TO DO ->
Count the lines in the listing below that contain the string "shutter", treating uppercase and lowercase as different. Give only the number.

DATASET RECORDS ->
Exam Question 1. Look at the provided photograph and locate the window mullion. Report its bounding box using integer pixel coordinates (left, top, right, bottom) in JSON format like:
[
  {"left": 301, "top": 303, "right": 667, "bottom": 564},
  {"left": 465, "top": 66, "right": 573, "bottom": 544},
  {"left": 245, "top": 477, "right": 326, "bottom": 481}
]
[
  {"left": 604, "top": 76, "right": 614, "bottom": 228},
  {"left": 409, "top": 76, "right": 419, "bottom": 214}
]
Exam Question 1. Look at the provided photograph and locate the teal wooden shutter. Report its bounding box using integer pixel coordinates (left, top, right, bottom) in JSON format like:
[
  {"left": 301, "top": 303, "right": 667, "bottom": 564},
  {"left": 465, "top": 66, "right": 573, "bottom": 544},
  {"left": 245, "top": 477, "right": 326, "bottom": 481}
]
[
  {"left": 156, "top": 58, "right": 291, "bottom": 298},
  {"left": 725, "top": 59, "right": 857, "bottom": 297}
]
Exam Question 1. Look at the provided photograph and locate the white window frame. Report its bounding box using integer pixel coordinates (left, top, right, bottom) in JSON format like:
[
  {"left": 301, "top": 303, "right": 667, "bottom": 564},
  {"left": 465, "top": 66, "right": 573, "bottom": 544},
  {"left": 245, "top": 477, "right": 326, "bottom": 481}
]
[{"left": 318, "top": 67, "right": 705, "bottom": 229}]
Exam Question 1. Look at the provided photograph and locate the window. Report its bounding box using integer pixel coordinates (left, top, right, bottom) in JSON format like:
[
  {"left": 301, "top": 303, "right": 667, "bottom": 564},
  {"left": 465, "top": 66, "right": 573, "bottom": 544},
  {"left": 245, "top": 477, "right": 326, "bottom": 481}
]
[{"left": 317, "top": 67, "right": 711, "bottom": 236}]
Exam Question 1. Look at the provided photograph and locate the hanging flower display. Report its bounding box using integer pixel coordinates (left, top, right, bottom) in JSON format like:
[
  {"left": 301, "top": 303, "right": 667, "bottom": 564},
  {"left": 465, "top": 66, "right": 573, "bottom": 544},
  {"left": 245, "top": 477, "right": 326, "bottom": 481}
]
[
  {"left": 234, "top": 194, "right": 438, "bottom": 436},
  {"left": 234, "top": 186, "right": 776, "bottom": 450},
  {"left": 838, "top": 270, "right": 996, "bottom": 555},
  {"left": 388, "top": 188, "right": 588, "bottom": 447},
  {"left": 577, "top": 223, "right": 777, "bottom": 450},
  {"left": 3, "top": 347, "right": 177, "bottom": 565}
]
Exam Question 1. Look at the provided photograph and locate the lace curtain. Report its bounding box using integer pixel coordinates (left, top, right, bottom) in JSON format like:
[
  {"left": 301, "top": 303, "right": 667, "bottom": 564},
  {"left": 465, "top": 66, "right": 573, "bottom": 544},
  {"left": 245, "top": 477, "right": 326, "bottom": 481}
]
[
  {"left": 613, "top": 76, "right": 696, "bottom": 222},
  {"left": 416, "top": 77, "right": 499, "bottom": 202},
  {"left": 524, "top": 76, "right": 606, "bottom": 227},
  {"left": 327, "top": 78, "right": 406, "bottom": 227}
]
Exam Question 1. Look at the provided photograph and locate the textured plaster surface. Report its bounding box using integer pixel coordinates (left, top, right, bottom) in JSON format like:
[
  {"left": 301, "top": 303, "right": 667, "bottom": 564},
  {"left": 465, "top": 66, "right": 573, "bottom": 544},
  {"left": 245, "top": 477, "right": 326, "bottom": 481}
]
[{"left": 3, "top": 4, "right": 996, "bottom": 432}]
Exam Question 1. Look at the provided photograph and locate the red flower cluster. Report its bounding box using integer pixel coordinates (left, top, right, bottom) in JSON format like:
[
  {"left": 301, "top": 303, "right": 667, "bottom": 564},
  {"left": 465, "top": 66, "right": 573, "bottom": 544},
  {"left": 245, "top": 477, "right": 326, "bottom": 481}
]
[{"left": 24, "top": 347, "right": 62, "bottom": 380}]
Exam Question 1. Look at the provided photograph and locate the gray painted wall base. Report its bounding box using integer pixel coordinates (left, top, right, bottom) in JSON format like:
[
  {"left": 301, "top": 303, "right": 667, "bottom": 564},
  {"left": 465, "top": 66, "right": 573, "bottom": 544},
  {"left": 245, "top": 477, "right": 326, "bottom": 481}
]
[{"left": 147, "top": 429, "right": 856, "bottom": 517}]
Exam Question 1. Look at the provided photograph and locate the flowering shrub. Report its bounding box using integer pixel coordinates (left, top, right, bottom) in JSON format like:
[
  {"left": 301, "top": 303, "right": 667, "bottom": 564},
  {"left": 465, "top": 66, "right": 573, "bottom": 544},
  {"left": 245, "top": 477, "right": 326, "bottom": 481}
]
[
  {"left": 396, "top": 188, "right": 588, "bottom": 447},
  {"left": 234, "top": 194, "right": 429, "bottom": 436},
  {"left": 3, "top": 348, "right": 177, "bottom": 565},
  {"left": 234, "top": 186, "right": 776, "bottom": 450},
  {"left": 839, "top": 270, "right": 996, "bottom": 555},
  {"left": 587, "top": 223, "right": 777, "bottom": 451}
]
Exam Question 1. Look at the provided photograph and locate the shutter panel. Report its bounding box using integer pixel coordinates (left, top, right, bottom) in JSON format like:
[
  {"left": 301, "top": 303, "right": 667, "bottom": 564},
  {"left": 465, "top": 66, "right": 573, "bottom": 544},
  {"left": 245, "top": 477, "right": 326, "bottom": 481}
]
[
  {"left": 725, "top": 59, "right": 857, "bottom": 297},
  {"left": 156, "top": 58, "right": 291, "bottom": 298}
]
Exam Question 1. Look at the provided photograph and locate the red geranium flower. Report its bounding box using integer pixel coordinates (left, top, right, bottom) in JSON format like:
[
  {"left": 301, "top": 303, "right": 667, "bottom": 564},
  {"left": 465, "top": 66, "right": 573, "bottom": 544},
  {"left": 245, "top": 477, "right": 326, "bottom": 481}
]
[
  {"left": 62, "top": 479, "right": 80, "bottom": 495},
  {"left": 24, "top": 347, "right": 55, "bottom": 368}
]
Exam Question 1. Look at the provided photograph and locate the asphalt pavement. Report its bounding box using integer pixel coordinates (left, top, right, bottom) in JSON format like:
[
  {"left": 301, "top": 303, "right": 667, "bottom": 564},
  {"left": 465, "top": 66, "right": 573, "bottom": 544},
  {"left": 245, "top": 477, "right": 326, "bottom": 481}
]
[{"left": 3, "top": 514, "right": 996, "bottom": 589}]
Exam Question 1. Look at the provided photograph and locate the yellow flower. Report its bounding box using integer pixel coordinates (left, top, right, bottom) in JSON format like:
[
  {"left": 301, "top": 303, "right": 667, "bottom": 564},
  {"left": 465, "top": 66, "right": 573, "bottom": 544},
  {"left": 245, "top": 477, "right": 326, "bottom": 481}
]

TASK RESPONSE ->
2